### INSTRUCCIÓN 1
Repite sin ningún cambio la parte de la carta al padre que comienza con las palabras que contienen "Te escribo estas" y termina con "me falte tanto.".

### TEXTO
+ + + + + + +

* Por Francisco Valdez Triana,
hijo de Javier Valdez, cronista mexicano asesinado en Sinaloa.
Te escribo estas líneas de la forma más bella que puedo, padre, para decirte cuánto te amo y cuánto te extraño, mientras recojo mi alma hecha pedazos. De sólo recordarte, se me hace pequeño el corazón, pensando tu rostro tierno y desgastado, ese sombrero y esa mirada que necesitaría volver a ver, una vez más. Tus palabras y tus fuertes pasos siguen retumbando en la casa, aunque falte tu sorbo de whisky, aunque me falte tu abrazo. Y aunque me falte tanto.
Tu valor, tu trascendencia, tu fulminante uso de la verdad. «Que nos maten a todos, si ésa es la condena por reportar este infierno», gritaste bien fuerte, poderosa garganta mexicana, cuando Miroslava se transformó en la quinta periodista fusilada en dos meses, tan consciente de tu compromiso como del riesgo que corría tu vida. Y sí, te mataron nomás. ¿Qué decir ahora?

+ + + + + + +

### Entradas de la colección
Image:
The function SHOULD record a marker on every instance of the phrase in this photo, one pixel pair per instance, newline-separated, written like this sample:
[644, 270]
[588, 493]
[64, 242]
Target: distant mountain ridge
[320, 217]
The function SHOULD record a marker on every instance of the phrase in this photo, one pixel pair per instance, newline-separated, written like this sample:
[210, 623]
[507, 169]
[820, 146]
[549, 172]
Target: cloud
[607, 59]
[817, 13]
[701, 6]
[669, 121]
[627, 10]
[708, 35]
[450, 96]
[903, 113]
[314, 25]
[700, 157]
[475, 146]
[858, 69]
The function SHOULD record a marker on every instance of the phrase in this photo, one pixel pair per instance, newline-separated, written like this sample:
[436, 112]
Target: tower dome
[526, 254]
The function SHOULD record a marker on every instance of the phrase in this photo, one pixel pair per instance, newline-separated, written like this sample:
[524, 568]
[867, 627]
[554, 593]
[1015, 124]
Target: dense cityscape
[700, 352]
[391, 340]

+ + + + + + +

### INSTRUCCIÓN 2
Reproduce exactamente todas las líneas de los registros de la colección, sin omitir ninguno.

### RESULTADO 1
Te escribo estas líneas de la forma más bella que puedo, padre, para decirte cuánto te amo y cuánto te extraño, mientras recojo mi alma hecha pedazos. De sólo recordarte, se me hace pequeño el corazón, pensando tu rostro tierno y desgastado, ese sombrero y esa mirada que necesitaría volver a ver, una vez más. Tus palabras y tus fuertes pasos siguen retumbando en la casa, aunque falte tu sorbo de whisky, aunque me falte tu abrazo. Y aunque me falte tanto.

### RESULTADO 2
Image:
The function SHOULD record a marker on every instance of the phrase in this photo, one pixel pair per instance, newline-separated, written like this sample:
[644, 270]
[588, 493]
[64, 242]
Target: distant mountain ridge
[320, 217]
The function SHOULD record a marker on every instance of the phrase in this photo, one pixel pair per instance, newline-separated, written like this sample:
[210, 623]
[507, 169]
[820, 146]
[549, 172]
Target: cloud
[607, 59]
[817, 13]
[701, 6]
[669, 121]
[627, 10]
[708, 35]
[450, 96]
[903, 113]
[314, 25]
[700, 157]
[475, 146]
[858, 69]
The function SHOULD record a marker on every instance of the phrase in this photo, one pixel pair per instance, newline-separated, written like this sample:
[436, 112]
Target: tower dome
[526, 254]
The function SHOULD record a marker on every instance of the phrase in this photo, one pixel pair per instance, newline-separated, written like this sample:
[524, 568]
[867, 627]
[554, 593]
[1015, 124]
Target: dense cityscape
[700, 352]
[391, 340]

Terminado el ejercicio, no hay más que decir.